[Items listed in a dataset]

⟨

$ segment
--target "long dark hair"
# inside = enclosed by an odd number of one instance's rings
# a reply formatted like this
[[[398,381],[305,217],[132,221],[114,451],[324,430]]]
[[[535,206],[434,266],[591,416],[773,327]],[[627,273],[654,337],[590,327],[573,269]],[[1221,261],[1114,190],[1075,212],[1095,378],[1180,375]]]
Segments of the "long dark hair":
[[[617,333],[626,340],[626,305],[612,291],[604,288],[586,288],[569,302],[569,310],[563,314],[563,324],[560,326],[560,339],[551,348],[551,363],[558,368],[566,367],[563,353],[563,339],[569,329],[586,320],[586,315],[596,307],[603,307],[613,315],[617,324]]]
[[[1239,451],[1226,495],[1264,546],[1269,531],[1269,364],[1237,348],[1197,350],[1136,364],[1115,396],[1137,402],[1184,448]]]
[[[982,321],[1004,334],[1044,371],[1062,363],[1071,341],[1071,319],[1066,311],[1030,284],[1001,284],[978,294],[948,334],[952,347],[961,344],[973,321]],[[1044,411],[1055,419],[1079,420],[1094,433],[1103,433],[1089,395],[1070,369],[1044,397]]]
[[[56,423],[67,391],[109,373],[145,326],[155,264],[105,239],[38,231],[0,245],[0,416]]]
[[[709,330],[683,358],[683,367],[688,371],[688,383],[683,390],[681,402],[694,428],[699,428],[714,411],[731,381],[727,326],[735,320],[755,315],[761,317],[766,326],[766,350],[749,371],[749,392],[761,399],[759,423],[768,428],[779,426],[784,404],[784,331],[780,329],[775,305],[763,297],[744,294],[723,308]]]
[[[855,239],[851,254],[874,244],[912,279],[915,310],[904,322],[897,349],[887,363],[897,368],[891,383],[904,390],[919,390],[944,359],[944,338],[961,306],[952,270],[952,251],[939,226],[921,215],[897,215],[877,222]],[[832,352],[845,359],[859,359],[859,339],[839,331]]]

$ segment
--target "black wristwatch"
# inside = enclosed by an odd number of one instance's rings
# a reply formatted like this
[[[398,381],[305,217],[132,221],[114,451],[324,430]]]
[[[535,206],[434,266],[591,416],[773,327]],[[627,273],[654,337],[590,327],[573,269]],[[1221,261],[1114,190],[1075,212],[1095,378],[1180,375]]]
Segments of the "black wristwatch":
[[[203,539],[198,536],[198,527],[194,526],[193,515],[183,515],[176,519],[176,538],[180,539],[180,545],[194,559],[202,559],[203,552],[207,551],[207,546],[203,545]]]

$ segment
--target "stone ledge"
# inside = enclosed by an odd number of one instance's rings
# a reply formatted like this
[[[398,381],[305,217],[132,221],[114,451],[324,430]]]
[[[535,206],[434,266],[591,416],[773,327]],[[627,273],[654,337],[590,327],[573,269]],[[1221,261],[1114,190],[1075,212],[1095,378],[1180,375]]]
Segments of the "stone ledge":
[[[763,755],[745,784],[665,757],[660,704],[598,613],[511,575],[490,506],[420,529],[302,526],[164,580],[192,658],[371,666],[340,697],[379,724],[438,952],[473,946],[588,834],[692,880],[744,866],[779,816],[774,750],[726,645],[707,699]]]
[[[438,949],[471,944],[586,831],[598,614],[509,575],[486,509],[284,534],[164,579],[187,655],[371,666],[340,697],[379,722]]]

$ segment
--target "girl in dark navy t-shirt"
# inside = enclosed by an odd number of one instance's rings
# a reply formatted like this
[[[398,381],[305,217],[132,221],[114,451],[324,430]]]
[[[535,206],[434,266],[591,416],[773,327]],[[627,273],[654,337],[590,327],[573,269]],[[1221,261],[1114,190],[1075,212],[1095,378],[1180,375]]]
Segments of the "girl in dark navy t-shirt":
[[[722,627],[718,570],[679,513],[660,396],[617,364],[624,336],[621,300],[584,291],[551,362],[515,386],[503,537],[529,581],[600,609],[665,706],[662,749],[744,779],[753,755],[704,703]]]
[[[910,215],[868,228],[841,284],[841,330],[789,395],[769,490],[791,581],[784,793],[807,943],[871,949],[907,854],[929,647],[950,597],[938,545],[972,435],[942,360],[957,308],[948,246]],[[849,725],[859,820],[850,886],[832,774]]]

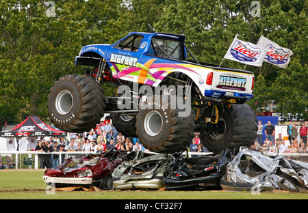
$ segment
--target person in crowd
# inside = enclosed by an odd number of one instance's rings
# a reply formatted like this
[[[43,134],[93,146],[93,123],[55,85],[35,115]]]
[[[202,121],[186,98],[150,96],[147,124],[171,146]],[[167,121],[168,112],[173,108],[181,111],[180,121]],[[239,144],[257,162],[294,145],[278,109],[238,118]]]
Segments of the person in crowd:
[[[64,142],[64,138],[62,137],[60,139],[60,141],[59,142],[59,145],[65,145],[65,142]]]
[[[38,141],[38,145],[36,147],[36,152],[44,152],[44,147],[42,141]],[[38,161],[40,162],[40,169],[44,169],[44,155],[38,154]]]
[[[121,140],[123,141],[124,141],[124,140],[125,140],[125,138],[124,137],[124,136],[122,134],[121,132],[118,132],[118,136],[116,137],[116,141],[118,141],[118,139],[121,139]]]
[[[51,153],[53,152],[53,149],[51,147],[51,143],[47,141],[46,141],[47,145],[44,147],[44,152],[46,153]],[[44,165],[46,168],[51,169],[51,162],[52,162],[52,155],[51,154],[45,154],[44,155]]]
[[[263,142],[263,144],[266,143],[266,146],[268,147],[268,143],[270,143],[270,139],[268,137],[266,137],[265,141]]]
[[[298,150],[299,145],[298,145],[298,141],[297,141],[297,139],[294,139],[292,143],[294,144],[294,147]]]
[[[79,137],[78,136],[78,134],[76,134],[74,143],[75,143],[75,144],[76,144],[77,145],[79,145],[80,147],[81,147],[81,140],[80,140]]]
[[[37,143],[35,141],[36,140],[34,139],[31,139],[30,142],[28,143],[27,147],[27,150],[35,150],[36,145],[38,145]]]
[[[121,145],[123,145],[123,147],[125,147],[125,144],[124,143],[124,140],[122,140],[123,138],[118,138],[118,143],[120,143],[121,144]]]
[[[133,151],[144,151],[144,147],[141,143],[139,143],[138,141],[136,141],[135,145],[133,147]]]
[[[292,122],[289,122],[289,125],[287,125],[287,137],[289,137],[289,141],[290,143],[292,142],[292,137],[291,137],[291,128],[292,128]]]
[[[101,141],[97,141],[97,145],[95,145],[94,150],[97,154],[102,154],[103,152],[106,151],[107,146],[105,143],[102,143]]]
[[[258,141],[255,141],[253,143],[253,145],[252,148],[255,150],[260,151],[261,150],[261,145],[260,145],[260,144],[259,143]]]
[[[116,129],[116,127],[112,125],[112,137],[114,141],[116,141],[116,137],[118,135],[118,132]]]
[[[196,152],[204,152],[204,149],[201,143],[197,145]]]
[[[84,133],[82,133],[82,137],[84,139],[84,141],[86,141],[88,139],[88,132],[84,132]]]
[[[53,149],[55,147],[57,150],[59,150],[59,145],[57,145],[57,142],[53,143]]]
[[[131,141],[129,140],[127,145],[126,146],[126,150],[128,152],[131,152],[133,151],[133,143],[131,143]]]
[[[97,131],[97,135],[101,134],[101,126],[100,125],[97,125],[96,131]]]
[[[291,128],[291,137],[292,138],[292,141],[297,138],[298,135],[298,133],[297,132],[297,127],[295,124],[293,124],[292,127]]]
[[[196,152],[197,151],[197,148],[198,148],[198,146],[196,144],[196,139],[194,138],[194,139],[192,139],[192,143],[190,145],[190,151],[191,152]]]
[[[306,145],[307,135],[308,134],[308,127],[305,126],[305,122],[303,122],[302,126],[300,126],[299,132],[300,139],[302,139],[305,145]]]
[[[94,142],[97,143],[97,139],[95,139],[95,137],[93,135],[93,131],[90,131],[90,134],[88,135],[88,139],[90,141],[90,143]]]
[[[268,152],[270,153],[277,153],[278,150],[276,145],[274,145],[274,143],[272,141],[270,141],[268,143]]]
[[[264,143],[262,144],[262,146],[261,147],[261,152],[262,152],[262,153],[266,153],[268,152],[268,144],[266,143]]]
[[[126,139],[125,139],[125,144],[124,144],[124,145],[125,145],[125,147],[127,147],[128,143],[129,143],[129,141],[131,142],[131,141],[129,139],[129,138],[128,137],[127,137]]]
[[[262,145],[263,141],[263,125],[262,121],[259,120],[258,122],[258,130],[257,132],[257,141],[258,141],[260,146]]]
[[[105,132],[105,130],[101,131],[101,133],[97,137],[97,141],[101,141],[101,143],[107,144],[105,134],[104,134]]]
[[[94,143],[94,142],[91,142],[91,143],[90,143],[90,144],[91,145],[91,147],[92,147],[92,150],[93,150],[93,151],[94,151],[94,147],[95,147],[95,143]]]
[[[194,132],[194,139],[196,140],[196,144],[200,144],[199,132]]]
[[[118,141],[115,145],[114,147],[118,150],[125,150],[125,148],[124,147],[123,144]]]
[[[285,144],[285,140],[282,140],[277,147],[279,153],[285,153],[287,150],[287,145]]]
[[[278,138],[275,140],[276,147],[278,147],[278,145],[281,143],[283,141],[281,133],[278,134]]]
[[[74,140],[70,141],[70,143],[66,145],[66,150],[68,152],[75,152],[77,149],[77,145],[74,143]]]
[[[299,145],[298,152],[299,153],[306,153],[306,145],[303,139],[300,139]]]
[[[268,140],[272,141],[274,144],[274,135],[275,135],[275,127],[272,125],[272,123],[268,121],[268,126],[266,126],[265,128],[265,133],[266,135],[266,137],[268,138]]]
[[[60,149],[59,149],[59,152],[66,152],[66,150],[65,150],[65,145],[64,145],[64,144],[62,144],[62,145],[60,145]],[[62,162],[61,162],[61,164],[62,164],[62,163],[64,163],[64,158],[63,158],[63,155],[62,155]]]
[[[93,152],[91,143],[89,139],[86,139],[86,143],[84,143],[84,146],[81,149],[82,152]]]
[[[112,131],[112,126],[109,123],[108,121],[106,121],[105,124],[104,126],[104,130],[106,131],[106,139],[107,143],[109,144],[111,140],[111,134]]]
[[[287,150],[287,153],[298,153],[298,149],[295,147],[294,143],[291,143],[290,147]],[[289,159],[295,160],[295,156],[288,156]]]
[[[295,147],[294,142],[291,143],[289,153],[298,153],[298,148]]]
[[[55,143],[56,143],[55,142]],[[59,152],[57,146],[53,145],[53,152]],[[52,168],[55,169],[59,166],[59,154],[53,154]]]
[[[113,150],[114,151],[116,150],[116,148],[114,147],[114,139],[110,140],[110,143],[107,145],[107,150]]]

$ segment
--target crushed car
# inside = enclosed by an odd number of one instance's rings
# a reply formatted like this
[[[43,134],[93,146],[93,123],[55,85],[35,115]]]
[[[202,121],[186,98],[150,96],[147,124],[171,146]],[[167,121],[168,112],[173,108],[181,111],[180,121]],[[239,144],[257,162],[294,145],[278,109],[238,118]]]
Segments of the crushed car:
[[[184,158],[182,155],[169,167],[163,180],[166,190],[221,188],[219,182],[226,173],[232,154],[222,150],[218,155]]]
[[[282,156],[270,158],[242,147],[227,165],[220,183],[224,190],[232,191],[307,190],[308,163]]]
[[[232,160],[232,154],[227,150],[216,156],[192,158],[182,153],[144,154],[140,152],[135,159],[114,169],[112,182],[116,189],[220,188],[219,181]]]
[[[133,160],[118,166],[112,173],[115,189],[160,189],[175,154],[136,152]]]
[[[97,186],[103,190],[112,190],[112,171],[125,160],[133,159],[133,152],[127,154],[110,150],[101,154],[70,157],[55,169],[45,170],[42,179],[53,187]]]

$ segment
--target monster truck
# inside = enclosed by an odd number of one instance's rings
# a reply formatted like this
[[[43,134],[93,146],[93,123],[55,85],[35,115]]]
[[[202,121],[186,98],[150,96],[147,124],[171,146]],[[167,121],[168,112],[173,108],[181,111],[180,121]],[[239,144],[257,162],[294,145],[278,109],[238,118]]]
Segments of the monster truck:
[[[114,44],[82,47],[75,64],[85,74],[68,74],[51,88],[51,122],[83,132],[110,113],[119,132],[159,153],[184,149],[194,132],[214,153],[251,145],[257,119],[246,102],[253,73],[198,61],[185,38],[133,32]],[[105,96],[105,83],[116,87],[114,96]]]

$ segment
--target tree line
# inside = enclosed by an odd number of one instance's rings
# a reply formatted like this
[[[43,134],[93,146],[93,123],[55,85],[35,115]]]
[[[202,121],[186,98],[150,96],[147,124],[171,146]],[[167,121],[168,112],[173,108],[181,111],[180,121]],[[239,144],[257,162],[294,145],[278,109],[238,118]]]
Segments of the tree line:
[[[217,64],[237,33],[253,44],[264,35],[294,55],[285,69],[267,63],[247,66],[255,78],[248,104],[258,113],[274,103],[281,115],[308,119],[305,0],[2,0],[0,14],[1,124],[29,115],[47,120],[53,82],[84,73],[75,66],[80,48],[112,44],[131,31],[184,35],[199,61]],[[244,68],[229,60],[222,65]],[[104,89],[114,92],[108,85]]]

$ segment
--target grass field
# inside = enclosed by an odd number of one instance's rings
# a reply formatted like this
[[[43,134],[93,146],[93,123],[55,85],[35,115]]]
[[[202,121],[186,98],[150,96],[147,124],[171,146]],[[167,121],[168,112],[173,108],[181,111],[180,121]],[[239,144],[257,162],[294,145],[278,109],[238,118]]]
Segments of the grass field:
[[[261,193],[225,192],[222,190],[158,191],[109,190],[101,192],[46,192],[47,185],[42,180],[43,170],[0,170],[1,199],[307,199],[308,193],[284,191]]]

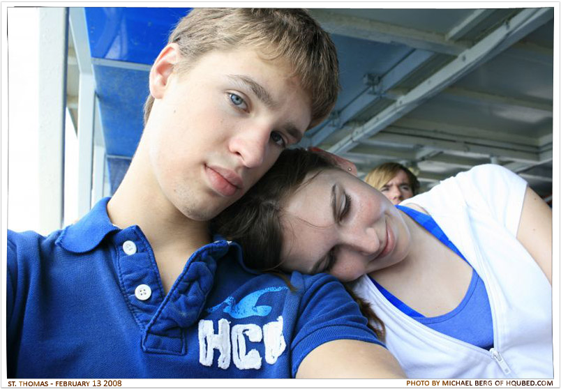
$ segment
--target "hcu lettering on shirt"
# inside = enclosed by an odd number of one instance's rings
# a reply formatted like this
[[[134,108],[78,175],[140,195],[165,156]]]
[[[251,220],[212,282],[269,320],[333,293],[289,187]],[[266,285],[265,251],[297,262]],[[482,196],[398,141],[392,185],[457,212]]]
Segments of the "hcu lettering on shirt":
[[[274,364],[286,349],[283,335],[283,316],[271,321],[262,328],[257,324],[236,324],[230,328],[230,322],[220,319],[217,332],[212,320],[199,321],[199,362],[204,366],[212,366],[214,350],[220,352],[218,365],[227,369],[233,360],[240,369],[261,368],[262,358],[255,349],[248,351],[248,341],[262,342],[265,349],[265,361]]]

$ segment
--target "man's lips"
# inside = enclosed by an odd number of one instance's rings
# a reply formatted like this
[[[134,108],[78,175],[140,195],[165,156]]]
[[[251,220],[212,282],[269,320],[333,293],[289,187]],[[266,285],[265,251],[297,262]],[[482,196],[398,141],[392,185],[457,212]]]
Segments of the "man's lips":
[[[223,196],[232,196],[244,188],[244,181],[233,170],[219,166],[204,167],[211,186]]]

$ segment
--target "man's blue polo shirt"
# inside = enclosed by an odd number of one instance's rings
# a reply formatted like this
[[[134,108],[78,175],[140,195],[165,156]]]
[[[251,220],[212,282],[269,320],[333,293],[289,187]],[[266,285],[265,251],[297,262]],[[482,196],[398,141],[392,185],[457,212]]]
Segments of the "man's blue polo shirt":
[[[109,198],[47,237],[8,233],[10,378],[290,378],[337,339],[380,343],[335,278],[255,274],[223,240],[186,261],[165,295],[137,226]]]

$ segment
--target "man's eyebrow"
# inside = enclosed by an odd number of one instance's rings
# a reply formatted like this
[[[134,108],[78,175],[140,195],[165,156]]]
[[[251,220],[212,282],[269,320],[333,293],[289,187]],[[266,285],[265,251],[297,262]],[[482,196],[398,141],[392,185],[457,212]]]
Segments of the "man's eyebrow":
[[[283,126],[283,128],[288,132],[288,135],[292,137],[296,142],[294,143],[298,143],[304,137],[304,134],[302,134],[298,128],[297,128],[296,125],[294,125],[292,123],[287,123],[285,125]]]
[[[336,190],[337,188],[336,184],[333,184],[331,187],[331,209],[333,210],[333,218],[334,220],[337,220],[337,203],[336,203],[336,198],[337,196],[336,195]],[[310,271],[312,274],[315,274],[317,273],[317,269],[320,268],[320,266],[324,261],[325,257],[322,257],[317,261],[315,262],[315,264],[312,268],[312,270]]]
[[[241,82],[244,84],[269,108],[271,108],[276,105],[269,91],[253,78],[241,75],[228,75],[228,78],[235,82]]]

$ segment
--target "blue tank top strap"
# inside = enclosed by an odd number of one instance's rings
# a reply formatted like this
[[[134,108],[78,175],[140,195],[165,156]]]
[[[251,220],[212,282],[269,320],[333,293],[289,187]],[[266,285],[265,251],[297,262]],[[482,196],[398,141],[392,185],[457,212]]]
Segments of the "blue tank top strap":
[[[448,239],[430,215],[403,206],[396,206],[449,247],[471,267],[465,257]],[[447,314],[435,317],[424,316],[391,294],[375,280],[371,277],[369,278],[389,303],[410,317],[433,330],[488,350],[493,344],[491,306],[483,280],[479,278],[475,269],[472,268],[472,280],[468,290],[458,307]]]
[[[465,261],[468,264],[468,260],[464,257],[460,250],[452,243],[442,229],[436,224],[435,220],[433,219],[430,215],[426,215],[422,212],[419,212],[412,208],[404,206],[396,205],[396,208],[405,213],[410,218],[413,219],[415,222],[423,226],[425,229],[432,234],[437,239],[440,241],[442,243],[448,246],[450,250],[457,254],[462,259]],[[471,265],[470,265],[471,266]]]

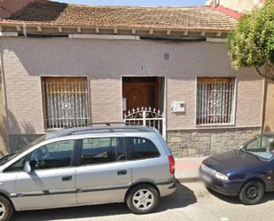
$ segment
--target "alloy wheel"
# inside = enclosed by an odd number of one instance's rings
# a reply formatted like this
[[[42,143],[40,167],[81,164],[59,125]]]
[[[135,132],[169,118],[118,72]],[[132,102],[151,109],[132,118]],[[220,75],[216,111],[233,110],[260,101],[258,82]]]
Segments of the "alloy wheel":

⟩

EXERCISE INSTRUCTIONS>
Pull out each line of the entries above that contains the word "tree".

SOLUTION FOR THIS PROBLEM>
--target tree line
Segments of the tree line:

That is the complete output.